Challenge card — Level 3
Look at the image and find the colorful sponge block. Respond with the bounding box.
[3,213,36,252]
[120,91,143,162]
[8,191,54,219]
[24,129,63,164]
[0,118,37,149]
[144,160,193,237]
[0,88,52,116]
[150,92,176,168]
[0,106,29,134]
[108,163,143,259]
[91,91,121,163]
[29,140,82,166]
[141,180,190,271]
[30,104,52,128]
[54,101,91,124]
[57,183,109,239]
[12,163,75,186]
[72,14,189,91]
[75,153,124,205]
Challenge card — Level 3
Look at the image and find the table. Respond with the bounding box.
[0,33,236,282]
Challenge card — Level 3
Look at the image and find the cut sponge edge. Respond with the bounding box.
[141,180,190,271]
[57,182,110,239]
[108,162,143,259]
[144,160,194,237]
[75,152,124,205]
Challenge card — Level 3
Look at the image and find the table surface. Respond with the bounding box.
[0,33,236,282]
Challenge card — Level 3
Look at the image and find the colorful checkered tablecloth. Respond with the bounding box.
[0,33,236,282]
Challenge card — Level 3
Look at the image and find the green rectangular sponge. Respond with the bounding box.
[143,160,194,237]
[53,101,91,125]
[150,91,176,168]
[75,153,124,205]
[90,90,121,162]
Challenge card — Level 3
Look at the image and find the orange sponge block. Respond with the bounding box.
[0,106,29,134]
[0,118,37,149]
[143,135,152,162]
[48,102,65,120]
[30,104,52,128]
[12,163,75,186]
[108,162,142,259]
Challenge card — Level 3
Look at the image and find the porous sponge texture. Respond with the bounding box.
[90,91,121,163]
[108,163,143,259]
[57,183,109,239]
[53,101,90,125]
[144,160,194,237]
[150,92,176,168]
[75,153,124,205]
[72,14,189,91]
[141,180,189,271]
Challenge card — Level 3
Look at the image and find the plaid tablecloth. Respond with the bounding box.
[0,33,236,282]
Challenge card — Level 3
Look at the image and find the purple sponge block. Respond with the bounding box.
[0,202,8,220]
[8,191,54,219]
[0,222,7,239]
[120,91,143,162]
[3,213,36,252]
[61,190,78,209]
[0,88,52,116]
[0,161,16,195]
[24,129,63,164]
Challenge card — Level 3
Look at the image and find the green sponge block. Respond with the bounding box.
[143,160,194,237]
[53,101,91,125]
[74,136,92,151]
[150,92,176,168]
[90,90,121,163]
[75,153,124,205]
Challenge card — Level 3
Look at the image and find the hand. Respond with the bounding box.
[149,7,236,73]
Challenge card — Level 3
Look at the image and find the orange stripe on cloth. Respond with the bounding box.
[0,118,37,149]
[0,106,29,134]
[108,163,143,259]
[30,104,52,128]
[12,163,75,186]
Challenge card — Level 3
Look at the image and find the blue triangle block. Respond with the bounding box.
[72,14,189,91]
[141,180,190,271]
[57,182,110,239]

* * *

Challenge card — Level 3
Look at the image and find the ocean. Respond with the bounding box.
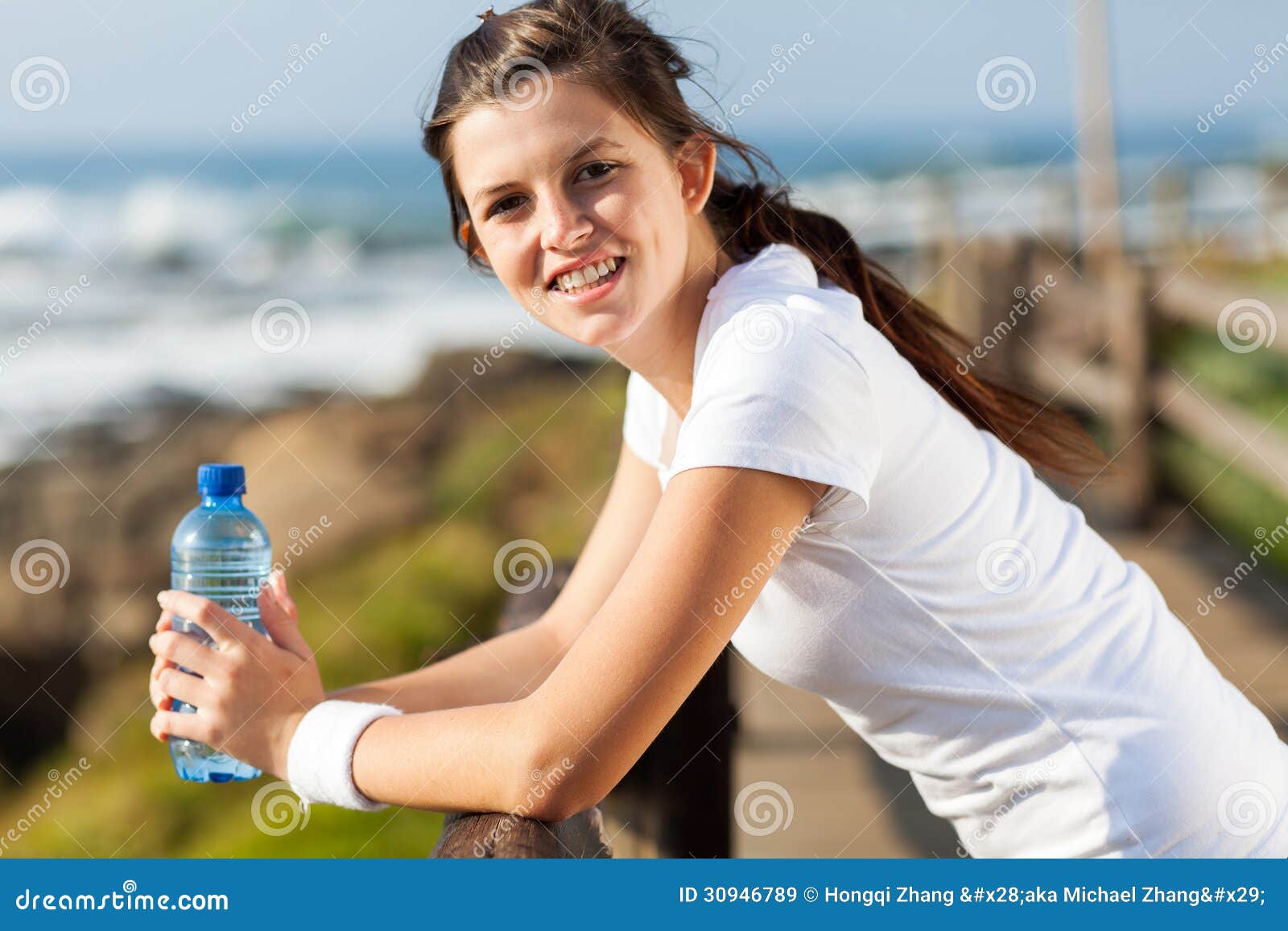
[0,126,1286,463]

[WORK TO BE COMPLETED] Please pull out every line above that contains the word "block" and copy each one in full.

[THE RESULT]
Look at the image and find the colorful sponge block. Respond with the bounding box.
Look at the image and find the orange sponge block. Respond with the bounding box.
Look at the image and find the purple sponge block. Respond with the bounding box.
Look at the image and find the green sponge block. Respond with the bounding box.
Look at the image and find the blue triangle block. Respond with the bounding box.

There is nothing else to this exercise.